PROBLEM DESCRIPTION. Copy each line below that includes "approximate".

DATASET.

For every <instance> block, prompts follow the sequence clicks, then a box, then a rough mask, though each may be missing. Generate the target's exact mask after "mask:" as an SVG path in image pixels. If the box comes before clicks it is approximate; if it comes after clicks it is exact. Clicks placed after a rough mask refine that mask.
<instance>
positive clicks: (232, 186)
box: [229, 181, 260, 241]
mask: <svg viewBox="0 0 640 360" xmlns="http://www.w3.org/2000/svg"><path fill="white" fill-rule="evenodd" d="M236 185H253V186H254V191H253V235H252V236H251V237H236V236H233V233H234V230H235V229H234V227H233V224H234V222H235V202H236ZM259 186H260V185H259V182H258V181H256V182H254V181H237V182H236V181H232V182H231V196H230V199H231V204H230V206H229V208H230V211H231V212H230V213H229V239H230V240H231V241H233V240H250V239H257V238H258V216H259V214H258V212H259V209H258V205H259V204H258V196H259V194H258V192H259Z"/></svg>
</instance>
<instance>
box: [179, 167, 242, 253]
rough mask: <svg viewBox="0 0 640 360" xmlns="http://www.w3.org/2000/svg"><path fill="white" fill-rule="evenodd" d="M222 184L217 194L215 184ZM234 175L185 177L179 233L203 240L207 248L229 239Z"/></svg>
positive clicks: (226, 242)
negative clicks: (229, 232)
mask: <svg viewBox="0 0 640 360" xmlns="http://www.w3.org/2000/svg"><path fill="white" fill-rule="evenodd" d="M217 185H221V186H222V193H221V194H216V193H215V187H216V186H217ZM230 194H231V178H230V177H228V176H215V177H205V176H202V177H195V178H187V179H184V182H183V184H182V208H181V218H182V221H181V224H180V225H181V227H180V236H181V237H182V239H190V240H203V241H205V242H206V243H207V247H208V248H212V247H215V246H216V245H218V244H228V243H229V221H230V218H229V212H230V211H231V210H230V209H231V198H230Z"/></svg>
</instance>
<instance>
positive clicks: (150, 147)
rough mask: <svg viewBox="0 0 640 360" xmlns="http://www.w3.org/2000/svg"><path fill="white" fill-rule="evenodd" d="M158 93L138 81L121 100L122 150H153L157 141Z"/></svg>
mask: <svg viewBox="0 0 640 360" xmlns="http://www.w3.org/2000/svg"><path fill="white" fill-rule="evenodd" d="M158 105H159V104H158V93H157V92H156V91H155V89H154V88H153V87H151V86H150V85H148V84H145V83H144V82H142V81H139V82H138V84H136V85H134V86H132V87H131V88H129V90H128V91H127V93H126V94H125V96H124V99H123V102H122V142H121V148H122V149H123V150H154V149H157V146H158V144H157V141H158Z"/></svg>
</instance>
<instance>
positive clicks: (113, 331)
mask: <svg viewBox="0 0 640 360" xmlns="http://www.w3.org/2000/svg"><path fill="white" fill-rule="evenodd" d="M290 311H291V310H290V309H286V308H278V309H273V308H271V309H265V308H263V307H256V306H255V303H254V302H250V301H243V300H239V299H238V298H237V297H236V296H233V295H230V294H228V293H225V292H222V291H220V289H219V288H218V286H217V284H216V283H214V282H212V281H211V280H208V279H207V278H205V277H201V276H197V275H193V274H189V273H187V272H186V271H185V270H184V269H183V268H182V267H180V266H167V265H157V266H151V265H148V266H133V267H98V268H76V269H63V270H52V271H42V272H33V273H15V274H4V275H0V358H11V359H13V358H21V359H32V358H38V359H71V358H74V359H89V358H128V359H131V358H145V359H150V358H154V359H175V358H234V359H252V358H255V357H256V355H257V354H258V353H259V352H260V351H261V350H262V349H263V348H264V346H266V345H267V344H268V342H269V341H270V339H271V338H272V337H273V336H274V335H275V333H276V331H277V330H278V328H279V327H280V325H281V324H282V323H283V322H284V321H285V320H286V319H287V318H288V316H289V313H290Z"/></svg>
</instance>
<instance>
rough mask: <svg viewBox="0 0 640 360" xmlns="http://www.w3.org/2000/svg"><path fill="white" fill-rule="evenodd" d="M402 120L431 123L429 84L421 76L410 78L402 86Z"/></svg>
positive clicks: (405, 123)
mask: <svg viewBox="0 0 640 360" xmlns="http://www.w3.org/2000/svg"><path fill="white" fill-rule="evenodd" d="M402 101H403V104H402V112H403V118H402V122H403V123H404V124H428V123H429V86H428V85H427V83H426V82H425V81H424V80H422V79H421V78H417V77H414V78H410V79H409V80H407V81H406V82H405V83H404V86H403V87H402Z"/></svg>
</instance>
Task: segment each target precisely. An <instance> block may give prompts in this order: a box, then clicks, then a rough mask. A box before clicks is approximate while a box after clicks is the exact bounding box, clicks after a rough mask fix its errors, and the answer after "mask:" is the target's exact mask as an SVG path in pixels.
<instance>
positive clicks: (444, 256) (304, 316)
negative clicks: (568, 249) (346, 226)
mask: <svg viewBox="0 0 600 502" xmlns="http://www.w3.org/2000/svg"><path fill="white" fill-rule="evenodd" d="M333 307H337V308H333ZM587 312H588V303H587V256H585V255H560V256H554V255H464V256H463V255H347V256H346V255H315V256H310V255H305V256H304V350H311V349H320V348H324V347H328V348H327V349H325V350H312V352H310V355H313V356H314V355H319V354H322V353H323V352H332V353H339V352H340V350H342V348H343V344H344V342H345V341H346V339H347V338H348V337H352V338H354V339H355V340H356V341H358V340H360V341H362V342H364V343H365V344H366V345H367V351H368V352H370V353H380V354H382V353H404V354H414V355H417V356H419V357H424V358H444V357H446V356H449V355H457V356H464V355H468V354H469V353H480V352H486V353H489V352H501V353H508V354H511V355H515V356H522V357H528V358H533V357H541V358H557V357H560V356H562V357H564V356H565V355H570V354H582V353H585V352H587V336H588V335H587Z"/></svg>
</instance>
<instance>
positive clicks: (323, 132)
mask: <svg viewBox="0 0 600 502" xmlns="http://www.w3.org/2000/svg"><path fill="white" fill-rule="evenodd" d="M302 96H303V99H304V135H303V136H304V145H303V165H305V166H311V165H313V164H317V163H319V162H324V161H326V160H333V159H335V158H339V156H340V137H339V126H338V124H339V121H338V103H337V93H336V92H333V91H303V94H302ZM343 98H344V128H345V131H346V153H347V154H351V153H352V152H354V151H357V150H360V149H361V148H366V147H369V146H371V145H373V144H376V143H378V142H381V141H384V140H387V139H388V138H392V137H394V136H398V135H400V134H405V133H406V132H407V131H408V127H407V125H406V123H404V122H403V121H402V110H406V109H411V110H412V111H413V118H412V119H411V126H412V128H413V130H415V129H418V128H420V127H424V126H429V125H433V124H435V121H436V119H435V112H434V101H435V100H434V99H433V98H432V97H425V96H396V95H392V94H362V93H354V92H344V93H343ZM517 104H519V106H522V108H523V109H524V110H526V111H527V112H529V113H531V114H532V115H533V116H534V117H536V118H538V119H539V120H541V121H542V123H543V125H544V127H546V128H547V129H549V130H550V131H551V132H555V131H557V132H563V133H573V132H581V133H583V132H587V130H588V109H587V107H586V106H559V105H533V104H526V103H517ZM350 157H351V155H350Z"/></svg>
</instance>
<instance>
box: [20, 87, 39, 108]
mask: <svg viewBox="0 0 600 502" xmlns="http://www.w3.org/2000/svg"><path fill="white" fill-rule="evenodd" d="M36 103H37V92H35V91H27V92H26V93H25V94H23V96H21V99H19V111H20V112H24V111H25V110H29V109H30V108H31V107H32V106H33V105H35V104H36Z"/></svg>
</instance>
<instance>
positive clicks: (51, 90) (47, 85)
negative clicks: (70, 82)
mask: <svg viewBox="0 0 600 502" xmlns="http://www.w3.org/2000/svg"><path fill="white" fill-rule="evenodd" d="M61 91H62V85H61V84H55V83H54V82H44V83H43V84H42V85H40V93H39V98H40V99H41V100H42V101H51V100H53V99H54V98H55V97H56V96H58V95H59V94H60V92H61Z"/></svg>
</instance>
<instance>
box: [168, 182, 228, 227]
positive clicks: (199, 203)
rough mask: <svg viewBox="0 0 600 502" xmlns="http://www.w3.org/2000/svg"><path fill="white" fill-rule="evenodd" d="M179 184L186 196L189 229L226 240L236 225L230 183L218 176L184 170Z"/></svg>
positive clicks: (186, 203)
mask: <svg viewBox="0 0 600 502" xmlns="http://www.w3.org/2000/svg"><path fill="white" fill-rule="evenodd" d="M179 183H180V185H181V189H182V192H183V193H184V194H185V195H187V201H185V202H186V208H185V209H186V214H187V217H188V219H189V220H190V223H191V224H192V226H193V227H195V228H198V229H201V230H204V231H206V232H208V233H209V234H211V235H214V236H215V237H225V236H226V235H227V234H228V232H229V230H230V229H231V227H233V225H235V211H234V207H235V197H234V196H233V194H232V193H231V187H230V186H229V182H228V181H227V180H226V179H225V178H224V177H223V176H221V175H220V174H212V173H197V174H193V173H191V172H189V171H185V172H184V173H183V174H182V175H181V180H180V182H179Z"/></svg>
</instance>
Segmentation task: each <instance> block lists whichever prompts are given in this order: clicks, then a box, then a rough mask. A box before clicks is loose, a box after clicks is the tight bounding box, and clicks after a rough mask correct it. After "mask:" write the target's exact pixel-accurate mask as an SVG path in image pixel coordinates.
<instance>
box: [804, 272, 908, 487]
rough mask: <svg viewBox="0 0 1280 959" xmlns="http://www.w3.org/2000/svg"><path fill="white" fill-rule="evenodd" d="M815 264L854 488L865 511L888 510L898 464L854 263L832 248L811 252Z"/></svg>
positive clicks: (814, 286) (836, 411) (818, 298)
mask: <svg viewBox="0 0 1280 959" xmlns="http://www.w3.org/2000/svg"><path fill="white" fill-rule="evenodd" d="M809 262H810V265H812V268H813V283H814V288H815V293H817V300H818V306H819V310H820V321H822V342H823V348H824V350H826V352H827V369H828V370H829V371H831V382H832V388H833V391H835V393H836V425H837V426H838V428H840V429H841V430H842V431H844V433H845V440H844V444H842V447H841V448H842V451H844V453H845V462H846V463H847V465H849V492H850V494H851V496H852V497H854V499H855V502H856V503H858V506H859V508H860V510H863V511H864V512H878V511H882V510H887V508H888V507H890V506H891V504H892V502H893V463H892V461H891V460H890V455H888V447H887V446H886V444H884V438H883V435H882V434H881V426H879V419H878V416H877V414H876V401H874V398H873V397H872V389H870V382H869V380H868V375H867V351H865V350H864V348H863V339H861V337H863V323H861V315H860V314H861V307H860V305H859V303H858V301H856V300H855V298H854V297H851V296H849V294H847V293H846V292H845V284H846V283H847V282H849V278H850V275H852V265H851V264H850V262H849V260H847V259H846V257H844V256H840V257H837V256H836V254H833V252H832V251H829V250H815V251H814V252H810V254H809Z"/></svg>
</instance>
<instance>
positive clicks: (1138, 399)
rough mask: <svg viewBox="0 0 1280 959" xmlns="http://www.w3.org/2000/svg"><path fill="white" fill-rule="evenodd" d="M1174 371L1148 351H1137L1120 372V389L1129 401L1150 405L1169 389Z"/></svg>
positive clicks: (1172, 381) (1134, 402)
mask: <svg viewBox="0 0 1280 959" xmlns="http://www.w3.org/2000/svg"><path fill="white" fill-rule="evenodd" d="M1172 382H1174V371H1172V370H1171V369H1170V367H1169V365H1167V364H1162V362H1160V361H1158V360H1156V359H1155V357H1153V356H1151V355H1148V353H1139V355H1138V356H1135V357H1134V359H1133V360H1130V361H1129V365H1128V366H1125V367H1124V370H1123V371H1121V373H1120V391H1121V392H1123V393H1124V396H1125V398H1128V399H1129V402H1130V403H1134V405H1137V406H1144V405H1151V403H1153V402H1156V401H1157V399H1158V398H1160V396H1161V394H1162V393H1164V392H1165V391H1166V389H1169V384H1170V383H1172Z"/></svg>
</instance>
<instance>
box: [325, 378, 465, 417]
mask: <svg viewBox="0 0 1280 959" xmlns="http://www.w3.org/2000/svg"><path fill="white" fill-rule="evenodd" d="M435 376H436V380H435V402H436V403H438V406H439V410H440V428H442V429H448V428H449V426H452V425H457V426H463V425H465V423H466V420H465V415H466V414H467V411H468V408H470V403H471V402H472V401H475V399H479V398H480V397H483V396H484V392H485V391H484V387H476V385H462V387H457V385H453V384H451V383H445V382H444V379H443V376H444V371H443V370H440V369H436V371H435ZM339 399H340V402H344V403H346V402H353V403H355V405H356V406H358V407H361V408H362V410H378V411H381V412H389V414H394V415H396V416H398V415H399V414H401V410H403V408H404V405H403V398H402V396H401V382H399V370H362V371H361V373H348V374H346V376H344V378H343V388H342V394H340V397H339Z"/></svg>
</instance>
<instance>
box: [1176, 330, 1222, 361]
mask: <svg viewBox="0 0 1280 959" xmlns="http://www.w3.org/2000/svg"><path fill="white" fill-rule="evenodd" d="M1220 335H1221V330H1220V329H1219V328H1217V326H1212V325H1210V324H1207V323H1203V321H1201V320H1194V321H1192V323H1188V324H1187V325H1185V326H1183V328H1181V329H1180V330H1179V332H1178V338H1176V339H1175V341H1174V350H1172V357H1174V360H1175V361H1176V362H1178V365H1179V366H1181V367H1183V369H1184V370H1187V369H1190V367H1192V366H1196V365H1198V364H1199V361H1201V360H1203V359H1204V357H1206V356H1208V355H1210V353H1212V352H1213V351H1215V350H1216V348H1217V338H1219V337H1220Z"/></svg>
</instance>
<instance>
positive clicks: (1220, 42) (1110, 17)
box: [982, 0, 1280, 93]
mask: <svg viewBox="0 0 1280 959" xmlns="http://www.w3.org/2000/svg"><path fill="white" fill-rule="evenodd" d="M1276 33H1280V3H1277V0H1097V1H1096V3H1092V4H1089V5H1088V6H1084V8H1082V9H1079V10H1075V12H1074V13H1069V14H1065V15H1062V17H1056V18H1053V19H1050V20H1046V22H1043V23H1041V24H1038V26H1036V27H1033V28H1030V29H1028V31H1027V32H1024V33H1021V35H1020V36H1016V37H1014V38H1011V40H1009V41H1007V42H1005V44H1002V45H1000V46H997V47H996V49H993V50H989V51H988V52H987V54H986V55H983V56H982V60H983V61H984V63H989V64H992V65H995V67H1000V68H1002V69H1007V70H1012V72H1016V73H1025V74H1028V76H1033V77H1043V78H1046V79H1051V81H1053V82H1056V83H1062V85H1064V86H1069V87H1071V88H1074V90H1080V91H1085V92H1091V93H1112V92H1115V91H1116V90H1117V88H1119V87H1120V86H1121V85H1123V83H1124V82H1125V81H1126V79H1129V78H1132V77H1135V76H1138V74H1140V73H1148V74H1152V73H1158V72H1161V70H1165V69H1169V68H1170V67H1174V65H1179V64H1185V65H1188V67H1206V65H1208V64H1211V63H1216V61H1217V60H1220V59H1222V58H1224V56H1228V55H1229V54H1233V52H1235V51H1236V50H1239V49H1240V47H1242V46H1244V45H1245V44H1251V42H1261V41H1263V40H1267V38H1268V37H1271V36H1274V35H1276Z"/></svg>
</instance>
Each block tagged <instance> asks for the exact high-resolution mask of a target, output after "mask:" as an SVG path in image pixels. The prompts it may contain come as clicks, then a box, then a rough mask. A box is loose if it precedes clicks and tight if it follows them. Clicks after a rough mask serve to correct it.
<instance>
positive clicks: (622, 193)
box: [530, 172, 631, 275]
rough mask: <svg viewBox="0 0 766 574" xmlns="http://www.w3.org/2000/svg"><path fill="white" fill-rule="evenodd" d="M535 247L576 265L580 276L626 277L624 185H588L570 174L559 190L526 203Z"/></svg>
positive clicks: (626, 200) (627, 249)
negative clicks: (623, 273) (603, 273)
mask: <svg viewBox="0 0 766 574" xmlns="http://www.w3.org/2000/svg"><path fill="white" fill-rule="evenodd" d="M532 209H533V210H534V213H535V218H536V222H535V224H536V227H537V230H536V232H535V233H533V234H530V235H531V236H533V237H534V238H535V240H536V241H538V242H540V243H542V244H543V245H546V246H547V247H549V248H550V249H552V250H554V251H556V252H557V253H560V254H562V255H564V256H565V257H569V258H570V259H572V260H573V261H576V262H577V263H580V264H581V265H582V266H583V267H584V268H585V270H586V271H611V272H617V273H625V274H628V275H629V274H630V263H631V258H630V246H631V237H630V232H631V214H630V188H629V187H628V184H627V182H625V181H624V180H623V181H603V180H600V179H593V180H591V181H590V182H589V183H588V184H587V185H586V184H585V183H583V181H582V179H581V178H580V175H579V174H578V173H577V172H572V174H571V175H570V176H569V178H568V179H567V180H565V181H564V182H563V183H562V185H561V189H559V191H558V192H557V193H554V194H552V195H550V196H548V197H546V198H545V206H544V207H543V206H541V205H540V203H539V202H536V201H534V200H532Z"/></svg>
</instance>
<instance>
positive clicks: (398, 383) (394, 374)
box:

EXERCISE RESULT.
For every <instance> block, prompts follow the sequence clicks, then a box, then a rough mask, though each may be missing. Generate the target's exact mask after "mask:" as an SVG path in image pixels. If the box comes before clicks it is approximate; if it comes after clicks it is exact. Clicks placed after a rough mask refine that mask.
Task: segment each target precisely. An <instance> block may give prompts in this order: a box, then clicks, then a rough mask. A box before clicks is approximate while a box after clicks is the exact bounding box, clicks after a rough mask fix its errors, and the answer after "mask:" is the target's exact mask as an SVG path in pixels.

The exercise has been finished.